Textabschnitt:
Werbung? Ohne mich. Optional? Nur wenn durch allfällige Mehrkosten nicht eine noch zu definierende Schmerzgrenze erreicht wird.


----------



## hawkytonk (3. Mai 2019)

Frullo schrieb:


> Werbung? Ohne mich. Optional? Nur wenn durch allfällige Mehrkosten nicht eine noch zu definierende Schmerzgrenze erreicht wird.



Dem schließe ich mich an.


----------



## LifestylerAut (3. Mai 2019)

Werbung? Nicht akzeptabel und ein Kündigungsgrund
Preiserhöhung? Ebenfalls nicht mehr akzeptabel und ebenfalls ein Kündigungsgrund.
Alternativen gibt es grundsätzlich gottseidank ein paar und bis ich deren Content konsumiert habe, gibt es vmtl bereits wieder 
andere  werbefreie Alternativen, welchen den qualitativen, werbefreien  Konkurrenzdruck erhöhen.
Ein Zeichen darf hier durchaus gesetzt werden.


----------



## Gast1669461003 (3. Mai 2019)

Muss halt jeder für sich entscheiden. Je nachdem wie es gelöst ist. Wie Hulu? Gekündigt. Dezente Eigenwerbung an Anfang oder Ende? Meinetwegen. Machen Amazon und Co. auch. Ich für mich selbst behaupte, mit den knappen 15 Euro noch gemessen an meinem Konsum zu wenig zu zahlen. Würde ich mir auf Bluray jetzt kaufen, was ich die letzten Jahre geschaut habe, wäre ich Bankrott und verschuldet. Ich zahle zwangsweise meine 17-Euro-Irgendwas für öffentlich Rechtliche, deren Angebot ich nicht ansatzweise nutze, wenn überhaupt. Ich wäre bereit, mehr auszugeben.


----------



## Schalkmund (3. Mai 2019)

Super Idee erst mal schön die Preise erhöhen und danach noch Werbung schalten... da will wohl jemand den eigenen Laden sabotieren, vielleicht hat sich ja jemand von der Konkurrenz ins Management eingeschlichen


----------



## Batze (3. Mai 2019)

Haben die zu wenig Umsatz/Gewinn und kämpfen ums Überleben, oder versuchen sie gerade zu sehen was machbar ist mit dem Konsumenten?


----------



## LostViking (3. Mai 2019)

Als ob die sofort spielenden Trailer sämtlicher Filme und Serien über die man mit der Maus schwebt, bzw. diese mit dem Controller auswählt nicht schon nervig genug ist...


----------



## HandsomeLoris (3. Mai 2019)

Ich weiss nicht, ob die Nutzer wirklich scharenweise abwandern würden. Für viele ist Netflix so essentiell geworden, dass sie wohl nicht so ohne weiteres darauf verzichten könnten. Die Raucher verkünden auch bei jeder Preiserhöhung eine preisliche Schmerzgrenze, bei der sie sofort aufhören, aber nur die wenigsten ziehen es dann auch wirklich durch.

Einträge:
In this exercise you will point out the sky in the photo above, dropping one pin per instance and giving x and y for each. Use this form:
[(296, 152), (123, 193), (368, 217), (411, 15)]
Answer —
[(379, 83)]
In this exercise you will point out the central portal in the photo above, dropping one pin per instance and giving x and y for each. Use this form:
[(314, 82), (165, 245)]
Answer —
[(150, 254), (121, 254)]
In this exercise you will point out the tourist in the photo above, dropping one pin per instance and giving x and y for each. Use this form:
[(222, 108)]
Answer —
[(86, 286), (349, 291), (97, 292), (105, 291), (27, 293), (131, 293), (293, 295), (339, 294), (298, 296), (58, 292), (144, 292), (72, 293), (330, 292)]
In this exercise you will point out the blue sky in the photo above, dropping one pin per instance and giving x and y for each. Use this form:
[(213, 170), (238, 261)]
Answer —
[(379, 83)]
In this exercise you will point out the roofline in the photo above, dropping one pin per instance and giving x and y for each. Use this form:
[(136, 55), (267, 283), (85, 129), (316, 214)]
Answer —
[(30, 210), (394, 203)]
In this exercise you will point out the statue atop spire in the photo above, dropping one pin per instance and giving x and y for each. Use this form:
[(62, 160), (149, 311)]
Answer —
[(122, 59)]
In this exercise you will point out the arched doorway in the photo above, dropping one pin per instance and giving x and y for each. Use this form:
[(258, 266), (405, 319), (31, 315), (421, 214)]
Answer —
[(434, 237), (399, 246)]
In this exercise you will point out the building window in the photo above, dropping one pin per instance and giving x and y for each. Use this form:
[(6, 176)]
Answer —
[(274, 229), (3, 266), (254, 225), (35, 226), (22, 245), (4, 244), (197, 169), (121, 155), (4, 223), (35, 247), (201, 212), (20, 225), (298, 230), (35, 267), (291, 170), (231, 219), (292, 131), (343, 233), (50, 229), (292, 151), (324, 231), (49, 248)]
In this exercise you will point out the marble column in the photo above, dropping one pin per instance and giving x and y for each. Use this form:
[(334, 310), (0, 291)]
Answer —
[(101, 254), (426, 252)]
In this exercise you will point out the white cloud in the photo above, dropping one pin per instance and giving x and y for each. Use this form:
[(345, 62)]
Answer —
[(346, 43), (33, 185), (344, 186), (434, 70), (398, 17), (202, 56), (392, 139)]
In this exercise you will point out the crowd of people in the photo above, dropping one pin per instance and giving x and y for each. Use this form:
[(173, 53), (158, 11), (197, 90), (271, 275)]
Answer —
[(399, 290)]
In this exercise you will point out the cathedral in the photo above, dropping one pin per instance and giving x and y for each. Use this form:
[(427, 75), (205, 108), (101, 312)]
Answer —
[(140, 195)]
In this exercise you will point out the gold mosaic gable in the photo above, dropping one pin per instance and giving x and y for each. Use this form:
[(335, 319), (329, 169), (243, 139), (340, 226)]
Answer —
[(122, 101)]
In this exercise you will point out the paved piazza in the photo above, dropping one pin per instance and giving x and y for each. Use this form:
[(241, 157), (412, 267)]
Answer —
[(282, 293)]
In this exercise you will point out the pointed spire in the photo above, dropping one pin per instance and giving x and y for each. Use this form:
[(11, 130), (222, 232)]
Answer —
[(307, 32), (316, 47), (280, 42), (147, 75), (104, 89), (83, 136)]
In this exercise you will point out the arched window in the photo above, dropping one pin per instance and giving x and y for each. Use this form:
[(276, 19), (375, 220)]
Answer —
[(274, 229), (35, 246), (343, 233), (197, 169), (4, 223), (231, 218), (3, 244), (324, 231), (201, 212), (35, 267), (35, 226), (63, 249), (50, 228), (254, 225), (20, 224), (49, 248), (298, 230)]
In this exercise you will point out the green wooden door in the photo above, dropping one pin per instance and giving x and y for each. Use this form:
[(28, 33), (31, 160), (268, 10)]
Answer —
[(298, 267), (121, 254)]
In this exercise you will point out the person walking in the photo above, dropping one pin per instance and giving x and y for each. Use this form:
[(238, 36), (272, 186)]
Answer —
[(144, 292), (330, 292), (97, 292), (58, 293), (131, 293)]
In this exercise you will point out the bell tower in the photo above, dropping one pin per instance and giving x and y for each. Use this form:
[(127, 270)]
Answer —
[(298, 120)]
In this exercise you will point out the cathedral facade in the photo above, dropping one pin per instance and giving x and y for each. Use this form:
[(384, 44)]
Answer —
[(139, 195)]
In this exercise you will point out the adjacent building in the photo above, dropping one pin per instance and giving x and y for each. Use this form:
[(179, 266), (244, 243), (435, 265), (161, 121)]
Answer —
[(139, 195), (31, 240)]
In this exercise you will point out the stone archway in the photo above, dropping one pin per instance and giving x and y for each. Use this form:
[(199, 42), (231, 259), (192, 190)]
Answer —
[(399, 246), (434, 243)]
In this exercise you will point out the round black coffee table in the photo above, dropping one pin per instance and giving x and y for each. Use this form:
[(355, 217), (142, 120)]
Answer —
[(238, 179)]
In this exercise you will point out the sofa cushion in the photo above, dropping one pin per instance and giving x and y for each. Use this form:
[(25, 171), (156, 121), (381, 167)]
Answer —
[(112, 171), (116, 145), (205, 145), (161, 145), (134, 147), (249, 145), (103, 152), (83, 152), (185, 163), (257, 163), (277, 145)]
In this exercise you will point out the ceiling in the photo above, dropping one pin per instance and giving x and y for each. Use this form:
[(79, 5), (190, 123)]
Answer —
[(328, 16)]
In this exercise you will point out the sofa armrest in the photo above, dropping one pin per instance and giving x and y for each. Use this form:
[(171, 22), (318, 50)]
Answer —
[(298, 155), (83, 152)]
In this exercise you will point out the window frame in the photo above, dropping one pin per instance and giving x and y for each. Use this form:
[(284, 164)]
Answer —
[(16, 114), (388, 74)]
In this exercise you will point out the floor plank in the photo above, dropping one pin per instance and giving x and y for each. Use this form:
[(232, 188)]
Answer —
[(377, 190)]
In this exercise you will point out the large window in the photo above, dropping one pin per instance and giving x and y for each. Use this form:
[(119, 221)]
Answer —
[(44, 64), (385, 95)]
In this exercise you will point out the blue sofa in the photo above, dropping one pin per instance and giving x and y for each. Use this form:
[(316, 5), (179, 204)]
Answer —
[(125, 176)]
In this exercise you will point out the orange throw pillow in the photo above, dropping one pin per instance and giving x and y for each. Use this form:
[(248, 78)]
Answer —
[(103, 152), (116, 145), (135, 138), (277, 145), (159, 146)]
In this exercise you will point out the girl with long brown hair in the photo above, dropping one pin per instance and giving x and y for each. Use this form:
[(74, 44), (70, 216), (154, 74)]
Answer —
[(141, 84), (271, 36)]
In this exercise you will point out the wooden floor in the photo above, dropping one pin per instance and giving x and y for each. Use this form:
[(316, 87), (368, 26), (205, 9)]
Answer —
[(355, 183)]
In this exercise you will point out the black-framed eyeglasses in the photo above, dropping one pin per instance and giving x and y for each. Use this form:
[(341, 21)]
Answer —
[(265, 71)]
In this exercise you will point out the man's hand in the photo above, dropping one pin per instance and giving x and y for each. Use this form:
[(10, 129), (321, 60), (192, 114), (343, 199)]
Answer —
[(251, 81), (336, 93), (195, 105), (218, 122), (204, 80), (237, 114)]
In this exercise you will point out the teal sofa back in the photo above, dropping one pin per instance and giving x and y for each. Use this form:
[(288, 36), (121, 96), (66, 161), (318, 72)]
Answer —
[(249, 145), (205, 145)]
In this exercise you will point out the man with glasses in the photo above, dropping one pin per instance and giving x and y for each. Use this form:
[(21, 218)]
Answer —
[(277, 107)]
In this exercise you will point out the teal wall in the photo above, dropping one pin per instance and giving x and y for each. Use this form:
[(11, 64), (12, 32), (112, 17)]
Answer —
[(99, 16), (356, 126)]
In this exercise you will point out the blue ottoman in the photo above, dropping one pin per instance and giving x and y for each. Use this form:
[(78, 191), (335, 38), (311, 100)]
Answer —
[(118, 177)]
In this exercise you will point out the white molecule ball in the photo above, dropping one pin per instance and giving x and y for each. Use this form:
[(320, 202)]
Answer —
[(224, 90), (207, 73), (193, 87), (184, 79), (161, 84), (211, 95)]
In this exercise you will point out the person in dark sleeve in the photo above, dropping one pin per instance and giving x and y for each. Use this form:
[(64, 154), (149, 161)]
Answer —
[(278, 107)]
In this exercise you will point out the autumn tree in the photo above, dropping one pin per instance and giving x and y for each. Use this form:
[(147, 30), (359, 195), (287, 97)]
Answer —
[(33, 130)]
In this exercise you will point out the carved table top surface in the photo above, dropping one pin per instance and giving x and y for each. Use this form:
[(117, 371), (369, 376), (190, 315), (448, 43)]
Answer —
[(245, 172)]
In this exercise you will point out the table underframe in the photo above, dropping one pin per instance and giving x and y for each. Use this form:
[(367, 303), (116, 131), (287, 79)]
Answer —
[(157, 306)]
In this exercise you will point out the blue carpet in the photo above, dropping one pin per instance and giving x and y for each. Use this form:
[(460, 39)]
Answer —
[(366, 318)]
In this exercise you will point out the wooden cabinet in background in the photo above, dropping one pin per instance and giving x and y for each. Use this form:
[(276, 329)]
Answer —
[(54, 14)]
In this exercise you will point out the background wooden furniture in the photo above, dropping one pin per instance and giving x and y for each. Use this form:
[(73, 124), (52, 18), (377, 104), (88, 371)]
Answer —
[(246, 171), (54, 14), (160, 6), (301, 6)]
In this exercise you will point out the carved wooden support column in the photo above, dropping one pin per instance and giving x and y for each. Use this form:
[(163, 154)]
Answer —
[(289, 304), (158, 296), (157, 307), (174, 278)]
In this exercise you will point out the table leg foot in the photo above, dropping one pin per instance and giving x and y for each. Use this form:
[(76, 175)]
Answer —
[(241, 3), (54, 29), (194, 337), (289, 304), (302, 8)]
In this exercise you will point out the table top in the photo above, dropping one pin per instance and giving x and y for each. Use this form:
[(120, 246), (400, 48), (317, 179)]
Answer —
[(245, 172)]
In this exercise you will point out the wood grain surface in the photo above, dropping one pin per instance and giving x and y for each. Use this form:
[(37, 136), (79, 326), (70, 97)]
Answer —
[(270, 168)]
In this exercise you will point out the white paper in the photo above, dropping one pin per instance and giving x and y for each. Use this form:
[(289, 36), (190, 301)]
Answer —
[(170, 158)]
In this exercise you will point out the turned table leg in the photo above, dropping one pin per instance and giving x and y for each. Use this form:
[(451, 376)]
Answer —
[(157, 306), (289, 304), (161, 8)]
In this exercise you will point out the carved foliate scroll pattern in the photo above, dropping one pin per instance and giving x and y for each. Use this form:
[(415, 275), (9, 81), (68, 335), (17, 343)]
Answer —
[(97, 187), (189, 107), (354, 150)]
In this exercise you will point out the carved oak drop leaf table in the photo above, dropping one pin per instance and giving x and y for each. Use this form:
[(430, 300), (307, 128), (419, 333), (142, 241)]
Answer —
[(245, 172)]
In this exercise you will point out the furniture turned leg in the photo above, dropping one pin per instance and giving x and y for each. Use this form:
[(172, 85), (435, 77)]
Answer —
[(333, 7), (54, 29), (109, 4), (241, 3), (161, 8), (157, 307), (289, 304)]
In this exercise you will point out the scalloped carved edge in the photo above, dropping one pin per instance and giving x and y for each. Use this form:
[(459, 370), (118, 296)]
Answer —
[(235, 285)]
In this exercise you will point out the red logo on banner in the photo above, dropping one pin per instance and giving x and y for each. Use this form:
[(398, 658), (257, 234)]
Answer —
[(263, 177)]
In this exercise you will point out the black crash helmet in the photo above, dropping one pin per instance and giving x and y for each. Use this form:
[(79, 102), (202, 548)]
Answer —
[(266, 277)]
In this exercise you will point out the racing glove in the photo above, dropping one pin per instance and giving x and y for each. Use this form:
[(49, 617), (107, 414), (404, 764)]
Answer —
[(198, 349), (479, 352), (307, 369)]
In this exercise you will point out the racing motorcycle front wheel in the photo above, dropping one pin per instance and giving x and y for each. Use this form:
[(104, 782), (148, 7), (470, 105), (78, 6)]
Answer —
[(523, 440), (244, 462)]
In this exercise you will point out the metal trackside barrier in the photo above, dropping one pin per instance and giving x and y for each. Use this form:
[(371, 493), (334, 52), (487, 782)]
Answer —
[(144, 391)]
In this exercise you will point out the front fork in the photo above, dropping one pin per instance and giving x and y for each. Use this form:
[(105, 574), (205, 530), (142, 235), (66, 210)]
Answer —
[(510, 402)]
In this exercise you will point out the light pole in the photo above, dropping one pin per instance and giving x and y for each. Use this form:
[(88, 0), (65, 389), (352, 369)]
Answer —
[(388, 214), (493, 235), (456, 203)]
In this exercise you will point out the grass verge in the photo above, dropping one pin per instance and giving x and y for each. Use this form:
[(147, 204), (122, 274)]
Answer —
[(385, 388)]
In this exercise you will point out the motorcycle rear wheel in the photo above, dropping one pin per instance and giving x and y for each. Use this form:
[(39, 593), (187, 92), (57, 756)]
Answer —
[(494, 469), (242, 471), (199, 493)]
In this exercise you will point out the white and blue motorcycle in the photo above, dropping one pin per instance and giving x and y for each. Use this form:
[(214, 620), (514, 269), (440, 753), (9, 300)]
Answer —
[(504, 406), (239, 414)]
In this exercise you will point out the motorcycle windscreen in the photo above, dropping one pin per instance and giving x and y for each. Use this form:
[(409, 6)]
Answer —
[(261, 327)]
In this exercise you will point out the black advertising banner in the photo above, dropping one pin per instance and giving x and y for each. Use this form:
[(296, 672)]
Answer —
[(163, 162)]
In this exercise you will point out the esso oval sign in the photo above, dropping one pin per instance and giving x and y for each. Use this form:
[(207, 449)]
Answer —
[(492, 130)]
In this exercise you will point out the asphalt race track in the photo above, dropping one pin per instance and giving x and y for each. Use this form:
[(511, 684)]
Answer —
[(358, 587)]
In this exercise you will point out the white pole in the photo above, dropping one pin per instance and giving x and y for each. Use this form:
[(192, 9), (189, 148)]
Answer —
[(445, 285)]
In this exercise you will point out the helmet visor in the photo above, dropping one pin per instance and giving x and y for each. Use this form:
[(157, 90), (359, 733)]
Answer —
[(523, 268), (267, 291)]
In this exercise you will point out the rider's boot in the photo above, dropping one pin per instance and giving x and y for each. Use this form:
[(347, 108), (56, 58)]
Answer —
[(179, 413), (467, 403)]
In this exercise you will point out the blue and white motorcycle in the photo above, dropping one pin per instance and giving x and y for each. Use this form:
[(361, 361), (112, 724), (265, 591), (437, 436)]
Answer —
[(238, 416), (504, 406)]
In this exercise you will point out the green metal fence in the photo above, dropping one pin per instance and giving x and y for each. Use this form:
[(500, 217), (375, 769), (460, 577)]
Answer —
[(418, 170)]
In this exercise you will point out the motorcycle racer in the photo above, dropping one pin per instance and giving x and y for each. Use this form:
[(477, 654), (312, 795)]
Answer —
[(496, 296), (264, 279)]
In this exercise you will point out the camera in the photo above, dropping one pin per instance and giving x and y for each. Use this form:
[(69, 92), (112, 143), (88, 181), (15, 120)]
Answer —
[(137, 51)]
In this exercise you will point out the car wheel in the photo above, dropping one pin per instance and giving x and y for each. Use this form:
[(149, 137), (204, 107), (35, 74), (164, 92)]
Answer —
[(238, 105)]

Aufgabe: Ändere in der Diskussion über Werbung das Stück, das mit "## Batze (3." anfängt und bis "nervig genug ist..." geht: Setz "Fernbedienung" an die Stelle von "Maus" und schreib das Stück so neu auf.

Fertige Lösung:
## Batze (3. Mai 2019)

Haben die zu wenig Umsatz/Gewinn und kämpfen ums Überleben, oder versuchen sie gerade zu sehen was machbar ist mit dem Konsumenten?


----------



## LostViking (3. Mai 2019)

Als ob die sofort spielenden Trailer sämtlicher Filme und Serien über die man mit der Fernbedienung schwebt, bzw. diese mit dem Controller auswählt nicht schon nervig genug ist...